Write out, word for word, the portion of the Pakistan IMF bailout article below between "Analysts also say" and "very tough decisions.", inclusive.

BEGIN Given text

PAKISTAN’S new Prime Minister Imran Khan faces his first major test as the government prepares to ask for the largest bailout ever from the International Monetary Fund (IMF).

Senior finance officials are expected to present the plans to Mr Khan less than a week after his historic election victory.

If the government could secure a loan to from the IMF it would restrict public spending, which would put the ex-cricketeer in a difficult position of potentially going back on his campaign promise of an Islamic welfare state.

One government adviser said: “We are in a rough area and need help. I can’t imagine we could do that without the IMF’s support.”

They added that Pakistan would most likely need a loan between £7.62billion ($10billion) and £9.15billion ($12billion).

This figure is double the £4.04billion ($5.3billion) the IMF lent the country in 2013.
This bailout would also be the 13th IMF bailout for Pakistan.

Analysts also say that a return to the IMF is inevitable and it will damage Mr Khan’s reputation.

Charlie Robertson, global chief economist at Renaissance Capital, said: “This is the first time Imran Khan gets his hands on power and he is going to have to make some very tough decisions.

“He will have to break election promises, at least in the short term.”

The bailout would also cause damaging consequences in the short-term such as raising electricity tariffs, cutting subsidies for the agriculture sector and selling lossmaking public companies.

Mr Khan could see to negotiate a deal with Saudi Arabia to defer oil payments, similar to how they did in 1998.

One of Mr Khan’s campaign promises was to build an “Islamic welfare state” and any restrictions on spending limits would make that difficult to fulfil.

Mr Khan pledged to spend public money on providing access to healthcare for all, expanding the social safety net and upgrading schools.

But analysts have warned that these campaign promises would be hard to fulfil in the reality of Pakistan’s economic situation.

Finance officials believe the loan from the IMF is necessary to solve the country’s escalating foreign reserves crisis.

The country’s foreign currency reserves have declined as oil prices have pushed up the costs of imports as exports still lag.

The latest figures, which were published July 20, show that the State Bank of Pakistan had just £6.86billion ($9billion) in reserves.

This figure is not enough to cover even two months’ worth of imports.

Mr Khan spent his first weekend as the new PM by negotiating with potential coalition allies after falling short of securing a majority by 22 seats.

However, Mr Khan’s victory overturned decades of dominance by the country’s two former ruling families, the Bhuttos and the Sharifs.

END Given text
BEGIN Given information

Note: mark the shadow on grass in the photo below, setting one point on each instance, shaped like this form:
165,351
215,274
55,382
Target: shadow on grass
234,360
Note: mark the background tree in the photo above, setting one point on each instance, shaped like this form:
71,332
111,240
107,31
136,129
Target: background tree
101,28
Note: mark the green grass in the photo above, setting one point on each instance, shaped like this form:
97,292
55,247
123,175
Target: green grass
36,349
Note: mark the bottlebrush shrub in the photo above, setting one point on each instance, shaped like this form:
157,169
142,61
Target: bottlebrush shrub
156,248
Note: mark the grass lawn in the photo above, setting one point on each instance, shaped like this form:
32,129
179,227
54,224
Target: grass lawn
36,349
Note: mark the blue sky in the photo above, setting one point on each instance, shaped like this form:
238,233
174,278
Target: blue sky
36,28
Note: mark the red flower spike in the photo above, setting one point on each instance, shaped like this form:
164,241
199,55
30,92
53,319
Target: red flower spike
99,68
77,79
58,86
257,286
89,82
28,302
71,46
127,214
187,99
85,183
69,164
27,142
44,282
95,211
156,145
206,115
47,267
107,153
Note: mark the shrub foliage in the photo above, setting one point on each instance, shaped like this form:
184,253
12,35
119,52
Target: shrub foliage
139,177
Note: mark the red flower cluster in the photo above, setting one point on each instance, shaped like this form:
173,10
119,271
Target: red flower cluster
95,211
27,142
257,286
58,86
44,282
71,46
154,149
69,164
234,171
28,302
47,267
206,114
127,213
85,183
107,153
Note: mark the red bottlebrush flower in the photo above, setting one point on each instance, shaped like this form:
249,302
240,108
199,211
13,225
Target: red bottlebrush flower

END Given information

• [Result of the exercise]
Analysts also say that a return to the IMF is inevitable and it will damage Mr Khan’s reputation.

Charlie Robertson, global chief economist at Renaissance Capital, said: “This is the first time Imran Khan gets his hands on power and he is going to have to make some very tough decisions.